> [Objective 1]: In the records, change "metal" to "steel" in everything from the line containing "Target: black handle" down to the line containing "x=710 y=151". Leave everything else unchanged, and return only those lines.

> [Text]:
┄┄┄┄┄┄

9. Graphs
9.1. Main graph
You can create the main graph of an IR by calling main_graph
.
The returned main graph can be used as a context to include its operations
and tensors.
9.2. Graphs
You can create a subgraph (Section 3.2, Graphs) in PopXL by calling, for
example, create_graph()
. You then connect the
subgraph with the calling graph with the call()
op. In
PopXL, you have access to create_graph()
before
you call a graph with call()
, which gives you the
flexibility to manipulate the graph.
Listing 9.1 shows a basic example for how to create and
call subgraphs. In the example, a subgraph is created and called instead of
directly calling the Python function increment_fn()
.
16def increment_fn(x: popxl.Tensor):
17 return x + np.ones(x.shape, x.dtype.as_numpy())
18
19
20with main:
21 # host load
22 input = popxl.h2d_stream([2, 2], popxl.float32, name="input_stream")
23 x = ops.host_load(input, "x")
24
25 # create graph
26 increment_graph = ir.create_graph(increment_fn, x)
27
28 # call graph
29 (o,) = ops.call(increment_graph, x)
9.3. Creating a graph
You can create a subgraph by calling the function create_graph()
.
You can use the same function to create multiple subgraphs.
In the example in Listing 9.2, two different graphs are created
for different input tensors, w1
and w2
, which have different shapes.
16def matmul_fn(x: popxl.Tensor, w: popxl.Tensor):
17 return x @ w
18
19
20with main:
21 # host load
22 input = popxl.h2d_stream([2, 2], popxl.float32, name="input_stream")
23 x = ops.host_load(input, "x")
24
25 w1 = popxl.variable(np.ones(x.shape, x.dtype.as_numpy()), name="w1")
26 w2 = popxl.variable(np.ones(x.shape[-1], x.dtype.as_numpy()), name="w2")

┄┄┄┄┄┄

> [Rows]:
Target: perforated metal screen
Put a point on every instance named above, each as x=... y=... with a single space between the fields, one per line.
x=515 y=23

┄┄┄┄┄┄

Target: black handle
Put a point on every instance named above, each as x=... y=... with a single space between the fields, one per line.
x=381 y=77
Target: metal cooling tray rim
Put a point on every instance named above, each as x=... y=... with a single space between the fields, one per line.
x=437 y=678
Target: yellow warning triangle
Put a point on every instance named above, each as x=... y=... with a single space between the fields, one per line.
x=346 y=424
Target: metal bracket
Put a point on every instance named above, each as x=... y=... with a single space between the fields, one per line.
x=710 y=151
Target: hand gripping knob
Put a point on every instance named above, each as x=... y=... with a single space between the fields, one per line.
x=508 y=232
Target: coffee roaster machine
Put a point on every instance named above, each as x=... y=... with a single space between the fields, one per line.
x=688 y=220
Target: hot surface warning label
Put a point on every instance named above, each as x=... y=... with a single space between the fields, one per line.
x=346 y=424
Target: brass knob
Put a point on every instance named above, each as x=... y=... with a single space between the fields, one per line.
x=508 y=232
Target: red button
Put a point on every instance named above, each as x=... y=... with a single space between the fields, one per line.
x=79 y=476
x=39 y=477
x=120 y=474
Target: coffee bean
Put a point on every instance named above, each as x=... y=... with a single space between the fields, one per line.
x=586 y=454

┄┄┄┄┄┄

> [Objective 2]: Reproduce the full text on PopXL graphs word for word.

> [Correct response 1]:
Target: black handle
Put a point on every instance named above, each as x=... y=... with a single space between the fields, one per line.
x=381 y=77
Target: steel cooling tray rim
Put a point on every instance named above, each as x=... y=... with a single space between the fields, one per line.
x=437 y=678
Target: yellow warning triangle
Put a point on every instance named above, each as x=... y=... with a single space between the fields, one per line.
x=346 y=424
Target: steel bracket
Put a point on every instance named above, each as x=... y=... with a single space between the fields, one per line.
x=710 y=151

> [Correct response 2]:
9. Graphs
9.1. Main graph
You can create the main graph of an IR by calling main_graph
.
The returned main graph can be used as a context to include its operations
and tensors.
9.2. Graphs
You can create a subgraph (Section 3.2, Graphs) in PopXL by calling, for
example, create_graph()
. You then connect the
subgraph with the calling graph with the call()
op. In
PopXL, you have access to create_graph()
before
you call a graph with call()
, which gives you the
flexibility to manipulate the graph.
Listing 9.1 shows a basic example for how to create and
call subgraphs. In the example, a subgraph is created and called instead of
directly calling the Python function increment_fn()
.
16def increment_fn(x: popxl.Tensor):
17 return x + np.ones(x.shape, x.dtype.as_numpy())
18
19
20with main:
21 # host load
22 input = popxl.h2d_stream([2, 2], popxl.float32, name="input_stream")
23 x = ops.host_load(input, "x")
24
25 # create graph
26 increment_graph = ir.create_graph(increment_fn, x)
27
28 # call graph
29 (o,) = ops.call(increment_graph, x)
9.3. Creating a graph
You can create a subgraph by calling the function create_graph()
.
You can use the same function to create multiple subgraphs.
In the example in Listing 9.2, two different graphs are created
for different input tensors, w1
and w2
, which have different shapes.
16def matmul_fn(x: popxl.Tensor, w: popxl.Tensor):
17 return x @ w
18
19
20with main:
21 # host load
22 input = popxl.h2d_stream([2, 2], popxl.float32, name="input_stream")
23 x = ops.host_load(input, "x")
24
25 w1 = popxl.variable(np.ones(x.shape, x.dtype.as_numpy()), name="w1")
26 w2 = popxl.variable(np.ones(x.shape[-1], x.dtype.as_numpy()), name="w2")